→ Text
The rebrand, unveiled in India on 27 February, 2026, marks a structural shift in business model and identity. Once synonymous with married dating, the company now describes itself as the “premier destination for discreet dating” under a new tagline: Where Desire Meets Discretion.
The pivot is data-driven. Internal figures show that 57 per cent of global sign-ups between 1 January and 31 December, 2025 identified as single: a notable departure from the platform’s married core. The company argues that its community has already evolved beyond its original positioning.
“In an age where our lives have been constantly put on public display, privacy has become the new luxury,” said Ashley Madison chief strategy officer Paul Keable. He framed the platform’s offering as “ethical discretion” for singles, separated, divorced and non-monogamous users seeking private connections.
The shift also taps into wider digital fatigue. A global survey conducted by YouGov for Ashley Madison, covering 13,071 adults across Australia, Brazil, Canada, Germany, India, Italy, Mexico, Spain, Switzerland, the UK and the US, found mounting discomfort with hyper-public online lives.
Among dating app users, 30 per cent cited constant swiping and messaging as a source of fatigue, while 24 per cent pointed to pressure to curate public-facing profiles and early personal disclosure. Some 27 per cent said fears of screenshots or information being shared contributed to exhaustion; an equal share cited unwanted attention.
The retreat from oversharing appears broader. According to the survey, 46 per cent of adults actively try to keep most aspects of their life private online. Only 8 per cent feel comfortable sharing most aspects publicly, while 35 per cent say they are becoming more selective about what they disclose.
Ashley Madison is betting that this cultural recalibration towards controlled visibility can be monetised. By doubling down on privacy infrastructure and reframing itself around discretion rather than infidelity, the company is attempting to convert reputational baggage into a premium proposition.

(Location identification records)
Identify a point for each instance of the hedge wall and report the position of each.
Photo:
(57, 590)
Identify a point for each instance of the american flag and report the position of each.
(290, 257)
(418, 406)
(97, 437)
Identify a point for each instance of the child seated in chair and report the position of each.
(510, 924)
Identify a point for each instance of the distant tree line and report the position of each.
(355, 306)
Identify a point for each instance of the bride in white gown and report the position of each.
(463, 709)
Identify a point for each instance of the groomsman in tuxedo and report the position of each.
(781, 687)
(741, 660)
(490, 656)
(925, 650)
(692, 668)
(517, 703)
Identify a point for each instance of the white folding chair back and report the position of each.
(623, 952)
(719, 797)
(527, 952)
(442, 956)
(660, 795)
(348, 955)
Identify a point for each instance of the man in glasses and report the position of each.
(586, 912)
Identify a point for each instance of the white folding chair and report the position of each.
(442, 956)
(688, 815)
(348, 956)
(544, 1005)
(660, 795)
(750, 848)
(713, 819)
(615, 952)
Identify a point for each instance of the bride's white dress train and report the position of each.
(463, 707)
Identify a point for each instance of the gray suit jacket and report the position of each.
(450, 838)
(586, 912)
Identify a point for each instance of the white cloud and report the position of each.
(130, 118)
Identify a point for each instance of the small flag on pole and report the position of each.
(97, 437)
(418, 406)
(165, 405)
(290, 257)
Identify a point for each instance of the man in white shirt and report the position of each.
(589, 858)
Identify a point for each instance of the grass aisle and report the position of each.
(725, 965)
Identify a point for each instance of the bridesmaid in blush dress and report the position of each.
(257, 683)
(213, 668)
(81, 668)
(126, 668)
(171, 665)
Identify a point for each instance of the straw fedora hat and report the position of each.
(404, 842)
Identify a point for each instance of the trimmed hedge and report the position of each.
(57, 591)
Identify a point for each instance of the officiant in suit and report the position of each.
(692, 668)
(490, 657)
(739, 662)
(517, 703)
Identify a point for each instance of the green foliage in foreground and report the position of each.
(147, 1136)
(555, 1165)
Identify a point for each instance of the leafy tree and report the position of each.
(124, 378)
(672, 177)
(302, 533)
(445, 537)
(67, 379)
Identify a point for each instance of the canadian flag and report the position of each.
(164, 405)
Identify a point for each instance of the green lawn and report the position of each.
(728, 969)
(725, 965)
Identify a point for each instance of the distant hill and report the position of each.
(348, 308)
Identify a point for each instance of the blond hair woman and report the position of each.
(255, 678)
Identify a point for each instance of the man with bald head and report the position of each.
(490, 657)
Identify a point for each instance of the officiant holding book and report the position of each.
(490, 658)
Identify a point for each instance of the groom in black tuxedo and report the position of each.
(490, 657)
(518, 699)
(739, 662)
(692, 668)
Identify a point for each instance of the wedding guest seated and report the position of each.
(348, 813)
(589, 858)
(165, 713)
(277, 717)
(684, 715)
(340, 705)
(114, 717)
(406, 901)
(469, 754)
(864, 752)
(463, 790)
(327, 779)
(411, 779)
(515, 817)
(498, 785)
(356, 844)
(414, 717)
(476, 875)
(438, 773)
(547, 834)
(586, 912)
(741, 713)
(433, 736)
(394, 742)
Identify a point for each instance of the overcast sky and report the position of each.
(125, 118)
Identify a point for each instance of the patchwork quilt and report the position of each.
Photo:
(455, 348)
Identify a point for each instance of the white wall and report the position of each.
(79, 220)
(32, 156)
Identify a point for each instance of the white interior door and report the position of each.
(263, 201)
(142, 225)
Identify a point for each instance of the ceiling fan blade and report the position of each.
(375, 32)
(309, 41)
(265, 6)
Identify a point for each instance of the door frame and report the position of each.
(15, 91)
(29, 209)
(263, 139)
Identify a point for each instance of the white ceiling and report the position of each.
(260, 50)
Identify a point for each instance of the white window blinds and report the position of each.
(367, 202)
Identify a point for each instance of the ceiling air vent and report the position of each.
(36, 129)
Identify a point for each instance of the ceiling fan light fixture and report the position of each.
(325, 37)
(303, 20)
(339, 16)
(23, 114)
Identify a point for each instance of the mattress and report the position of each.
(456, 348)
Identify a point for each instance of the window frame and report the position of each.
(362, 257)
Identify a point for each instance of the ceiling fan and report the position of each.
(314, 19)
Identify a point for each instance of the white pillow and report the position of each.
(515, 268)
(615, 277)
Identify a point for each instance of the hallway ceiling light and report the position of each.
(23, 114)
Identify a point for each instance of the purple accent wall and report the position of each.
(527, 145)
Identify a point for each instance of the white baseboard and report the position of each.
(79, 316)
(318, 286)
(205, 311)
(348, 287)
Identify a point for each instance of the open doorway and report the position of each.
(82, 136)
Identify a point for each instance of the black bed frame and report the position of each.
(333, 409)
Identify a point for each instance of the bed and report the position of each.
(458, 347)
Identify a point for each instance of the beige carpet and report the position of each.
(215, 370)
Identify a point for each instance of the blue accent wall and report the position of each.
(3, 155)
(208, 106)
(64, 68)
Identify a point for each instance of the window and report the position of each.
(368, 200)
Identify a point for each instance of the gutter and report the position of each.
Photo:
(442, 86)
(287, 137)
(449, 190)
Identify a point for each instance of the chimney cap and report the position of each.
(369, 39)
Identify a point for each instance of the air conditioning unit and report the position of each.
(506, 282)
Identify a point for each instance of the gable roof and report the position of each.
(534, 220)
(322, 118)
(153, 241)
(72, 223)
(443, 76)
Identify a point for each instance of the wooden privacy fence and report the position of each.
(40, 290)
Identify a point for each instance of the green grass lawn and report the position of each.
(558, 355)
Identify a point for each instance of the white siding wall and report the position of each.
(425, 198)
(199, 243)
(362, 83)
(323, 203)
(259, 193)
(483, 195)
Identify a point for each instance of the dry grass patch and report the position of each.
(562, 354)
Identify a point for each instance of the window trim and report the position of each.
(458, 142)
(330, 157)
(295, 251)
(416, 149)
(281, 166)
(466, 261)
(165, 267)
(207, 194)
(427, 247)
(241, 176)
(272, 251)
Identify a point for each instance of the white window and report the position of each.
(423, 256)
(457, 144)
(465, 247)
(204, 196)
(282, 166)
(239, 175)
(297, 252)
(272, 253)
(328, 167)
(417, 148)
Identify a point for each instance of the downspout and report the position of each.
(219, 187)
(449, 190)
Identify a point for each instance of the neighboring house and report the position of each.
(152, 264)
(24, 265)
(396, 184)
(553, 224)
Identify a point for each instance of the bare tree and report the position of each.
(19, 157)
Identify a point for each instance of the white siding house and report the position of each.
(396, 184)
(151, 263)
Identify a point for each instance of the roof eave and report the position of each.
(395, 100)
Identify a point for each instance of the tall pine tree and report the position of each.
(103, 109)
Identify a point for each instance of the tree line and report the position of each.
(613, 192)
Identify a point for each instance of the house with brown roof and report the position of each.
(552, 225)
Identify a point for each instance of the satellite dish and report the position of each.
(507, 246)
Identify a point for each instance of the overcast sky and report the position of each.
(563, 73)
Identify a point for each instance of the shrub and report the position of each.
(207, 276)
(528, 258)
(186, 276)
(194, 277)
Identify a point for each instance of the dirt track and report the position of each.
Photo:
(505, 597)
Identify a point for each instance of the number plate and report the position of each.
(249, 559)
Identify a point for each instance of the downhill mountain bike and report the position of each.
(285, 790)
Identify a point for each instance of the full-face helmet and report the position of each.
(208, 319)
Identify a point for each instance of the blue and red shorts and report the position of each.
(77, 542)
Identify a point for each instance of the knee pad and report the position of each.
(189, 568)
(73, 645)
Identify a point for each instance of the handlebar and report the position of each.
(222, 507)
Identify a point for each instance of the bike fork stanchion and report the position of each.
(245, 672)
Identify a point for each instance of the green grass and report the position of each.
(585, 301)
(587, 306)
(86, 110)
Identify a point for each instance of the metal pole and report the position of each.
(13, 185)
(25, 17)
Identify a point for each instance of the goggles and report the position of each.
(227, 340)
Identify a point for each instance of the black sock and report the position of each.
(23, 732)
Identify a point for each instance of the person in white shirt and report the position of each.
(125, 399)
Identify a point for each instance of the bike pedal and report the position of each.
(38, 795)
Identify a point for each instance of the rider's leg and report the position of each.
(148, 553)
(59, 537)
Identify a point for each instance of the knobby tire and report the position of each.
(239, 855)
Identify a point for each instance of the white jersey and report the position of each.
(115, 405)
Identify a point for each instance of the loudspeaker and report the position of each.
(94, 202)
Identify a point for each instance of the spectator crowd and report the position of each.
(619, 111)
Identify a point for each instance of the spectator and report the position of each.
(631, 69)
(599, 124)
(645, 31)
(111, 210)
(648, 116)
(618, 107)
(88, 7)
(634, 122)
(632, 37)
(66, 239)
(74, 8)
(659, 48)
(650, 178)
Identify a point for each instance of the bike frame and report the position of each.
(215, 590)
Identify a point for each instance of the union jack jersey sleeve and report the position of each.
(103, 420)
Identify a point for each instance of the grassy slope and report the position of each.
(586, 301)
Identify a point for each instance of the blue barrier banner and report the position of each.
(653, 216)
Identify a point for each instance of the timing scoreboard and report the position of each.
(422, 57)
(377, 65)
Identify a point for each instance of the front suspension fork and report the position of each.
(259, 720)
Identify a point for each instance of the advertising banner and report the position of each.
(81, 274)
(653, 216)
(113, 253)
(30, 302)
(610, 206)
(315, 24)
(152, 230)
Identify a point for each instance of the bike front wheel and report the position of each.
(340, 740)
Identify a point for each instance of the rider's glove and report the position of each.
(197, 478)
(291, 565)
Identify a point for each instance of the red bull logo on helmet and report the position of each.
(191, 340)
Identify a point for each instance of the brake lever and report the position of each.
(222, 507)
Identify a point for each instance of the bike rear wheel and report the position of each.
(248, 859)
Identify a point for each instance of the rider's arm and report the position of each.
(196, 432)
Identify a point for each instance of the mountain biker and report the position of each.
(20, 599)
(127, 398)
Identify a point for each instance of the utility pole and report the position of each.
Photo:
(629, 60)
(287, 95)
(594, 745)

→ To be done
Revise the passage of the rebrand text that begins at "Ashley Madison is" and stops after "a premium proposition.", replacing "infidelity" with "adultery". These records were taken from a separate source.

→ Solution to the exercise
Ashley Madison is betting that this cultural recalibration towards controlled visibility can be monetised. By doubling down on privacy infrastructure and reframing itself around discretion rather than adultery, the company is attempting to convert reputational baggage into a premium proposition.